● GIVEN EXERCISE: Pull out every line in the entries below that contains the word "sunglasses".

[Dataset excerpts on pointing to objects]
-*-

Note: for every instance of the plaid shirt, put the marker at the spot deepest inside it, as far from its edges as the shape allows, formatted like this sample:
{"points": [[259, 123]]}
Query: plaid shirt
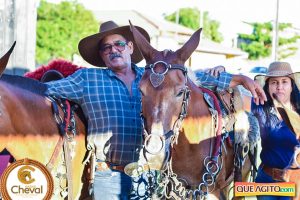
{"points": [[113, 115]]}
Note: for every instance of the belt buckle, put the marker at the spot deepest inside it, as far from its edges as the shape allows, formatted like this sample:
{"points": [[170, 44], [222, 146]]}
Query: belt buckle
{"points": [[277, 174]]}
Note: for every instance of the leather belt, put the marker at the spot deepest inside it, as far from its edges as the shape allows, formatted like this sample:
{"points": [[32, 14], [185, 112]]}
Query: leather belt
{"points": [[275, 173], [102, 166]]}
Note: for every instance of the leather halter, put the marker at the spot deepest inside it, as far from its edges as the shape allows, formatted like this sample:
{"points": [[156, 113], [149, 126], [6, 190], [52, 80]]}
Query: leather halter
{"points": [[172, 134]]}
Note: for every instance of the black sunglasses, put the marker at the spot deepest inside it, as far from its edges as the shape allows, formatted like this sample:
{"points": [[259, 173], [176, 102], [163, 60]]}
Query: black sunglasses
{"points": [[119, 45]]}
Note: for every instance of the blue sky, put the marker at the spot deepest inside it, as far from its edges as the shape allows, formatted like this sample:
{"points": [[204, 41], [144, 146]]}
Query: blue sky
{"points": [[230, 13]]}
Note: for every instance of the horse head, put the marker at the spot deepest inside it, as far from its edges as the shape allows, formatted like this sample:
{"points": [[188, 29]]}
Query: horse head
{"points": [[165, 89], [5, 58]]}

-*-

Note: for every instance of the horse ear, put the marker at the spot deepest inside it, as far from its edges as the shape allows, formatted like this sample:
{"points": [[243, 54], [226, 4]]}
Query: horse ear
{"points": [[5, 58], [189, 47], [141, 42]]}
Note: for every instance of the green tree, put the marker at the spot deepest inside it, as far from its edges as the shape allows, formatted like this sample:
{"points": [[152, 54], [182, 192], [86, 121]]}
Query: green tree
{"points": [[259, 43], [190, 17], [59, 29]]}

-*-

● FULL OUTPUT:
Note: for every instance of the black sunglasses, put the marker at the spot deepest inside it, as far from its edges as the shape allows, formatted like this sample:
Query: black sunglasses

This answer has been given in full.